**EXERCISE OBJECTIVE:** Set down exactly the lines from the one containing "Task: for the greenhouse-bench survey, tag the truck step" through the end of the records below, both included, and nothing else.

-- begin DATA EXTRACT --

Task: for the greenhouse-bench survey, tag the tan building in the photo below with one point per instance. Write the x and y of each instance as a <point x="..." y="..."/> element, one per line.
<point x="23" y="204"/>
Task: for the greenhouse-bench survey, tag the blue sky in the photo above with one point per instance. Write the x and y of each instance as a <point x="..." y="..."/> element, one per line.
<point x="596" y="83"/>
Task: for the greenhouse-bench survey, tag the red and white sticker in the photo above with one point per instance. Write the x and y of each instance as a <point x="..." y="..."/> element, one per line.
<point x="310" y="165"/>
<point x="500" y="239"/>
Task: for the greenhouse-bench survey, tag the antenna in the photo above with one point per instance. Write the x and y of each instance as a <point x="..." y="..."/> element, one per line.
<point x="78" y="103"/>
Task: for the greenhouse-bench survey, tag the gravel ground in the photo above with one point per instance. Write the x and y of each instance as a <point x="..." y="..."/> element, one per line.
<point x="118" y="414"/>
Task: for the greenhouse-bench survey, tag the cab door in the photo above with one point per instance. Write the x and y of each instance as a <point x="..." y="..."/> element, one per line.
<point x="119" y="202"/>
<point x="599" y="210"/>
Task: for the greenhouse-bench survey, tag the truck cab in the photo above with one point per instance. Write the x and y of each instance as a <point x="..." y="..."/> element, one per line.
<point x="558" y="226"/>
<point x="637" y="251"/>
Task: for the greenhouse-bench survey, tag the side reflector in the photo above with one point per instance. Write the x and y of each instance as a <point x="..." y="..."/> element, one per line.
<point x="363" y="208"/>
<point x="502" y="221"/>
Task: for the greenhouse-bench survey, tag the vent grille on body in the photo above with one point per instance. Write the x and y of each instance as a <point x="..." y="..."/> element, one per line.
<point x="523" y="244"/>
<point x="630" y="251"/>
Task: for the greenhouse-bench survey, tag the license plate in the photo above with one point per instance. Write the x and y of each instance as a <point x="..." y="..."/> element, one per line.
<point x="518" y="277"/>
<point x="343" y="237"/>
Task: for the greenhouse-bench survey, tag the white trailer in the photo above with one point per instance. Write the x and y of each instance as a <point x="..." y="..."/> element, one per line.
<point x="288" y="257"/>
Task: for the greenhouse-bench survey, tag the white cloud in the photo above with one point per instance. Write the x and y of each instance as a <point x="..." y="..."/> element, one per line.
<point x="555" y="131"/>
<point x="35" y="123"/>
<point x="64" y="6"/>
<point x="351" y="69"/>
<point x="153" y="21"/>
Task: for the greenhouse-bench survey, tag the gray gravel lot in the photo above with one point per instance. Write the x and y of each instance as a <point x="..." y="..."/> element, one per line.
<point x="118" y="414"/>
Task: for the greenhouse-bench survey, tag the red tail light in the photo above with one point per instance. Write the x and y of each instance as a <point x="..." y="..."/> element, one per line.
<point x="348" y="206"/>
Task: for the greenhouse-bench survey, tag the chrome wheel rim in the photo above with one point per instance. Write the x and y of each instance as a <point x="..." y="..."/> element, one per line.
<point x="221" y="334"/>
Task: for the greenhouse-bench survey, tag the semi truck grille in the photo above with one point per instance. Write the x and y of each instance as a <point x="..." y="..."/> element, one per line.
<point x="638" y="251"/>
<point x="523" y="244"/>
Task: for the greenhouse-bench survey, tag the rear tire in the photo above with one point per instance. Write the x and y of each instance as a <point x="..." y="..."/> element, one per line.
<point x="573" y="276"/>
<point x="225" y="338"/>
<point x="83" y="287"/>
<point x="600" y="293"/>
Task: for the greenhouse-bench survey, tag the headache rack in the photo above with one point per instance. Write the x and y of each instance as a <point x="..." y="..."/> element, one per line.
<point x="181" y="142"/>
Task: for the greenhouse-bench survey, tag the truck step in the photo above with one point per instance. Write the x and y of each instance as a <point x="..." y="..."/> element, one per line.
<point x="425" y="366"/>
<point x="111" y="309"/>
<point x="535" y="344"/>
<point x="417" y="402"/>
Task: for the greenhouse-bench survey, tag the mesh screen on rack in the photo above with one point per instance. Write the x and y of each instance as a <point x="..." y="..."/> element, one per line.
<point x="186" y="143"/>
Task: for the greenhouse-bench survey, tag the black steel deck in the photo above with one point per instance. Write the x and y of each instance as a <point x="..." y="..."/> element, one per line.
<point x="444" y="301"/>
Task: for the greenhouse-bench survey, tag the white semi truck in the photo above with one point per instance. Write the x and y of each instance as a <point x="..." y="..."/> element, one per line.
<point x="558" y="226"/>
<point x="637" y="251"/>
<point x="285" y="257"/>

-- end DATA EXTRACT --

**REPLY:**
Task: for the greenhouse-bench survey, tag the truck step in the photo above with one point per instance. Write the x and y of each instance as a <point x="..." y="..."/> element, one per line.
<point x="425" y="366"/>
<point x="111" y="309"/>
<point x="535" y="344"/>
<point x="417" y="402"/>
Task: for the greenhouse-bench survey, tag the mesh screen on rack in the photo above with one point per instance. Write the x and y of each instance as a <point x="..." y="..."/> element, one per line.
<point x="186" y="143"/>
Task: for the greenhouse-bench survey, tag the black steel deck in the photo above with one point per instance. Write the x and y of each instance as a <point x="..." y="..."/> element, one per line.
<point x="444" y="301"/>
Task: for the greenhouse-bench survey, tag the white semi truck in the photo above with one point per instance. Write the x and y of each instance as a <point x="..." y="..."/> element, one per line.
<point x="558" y="226"/>
<point x="637" y="251"/>
<point x="285" y="257"/>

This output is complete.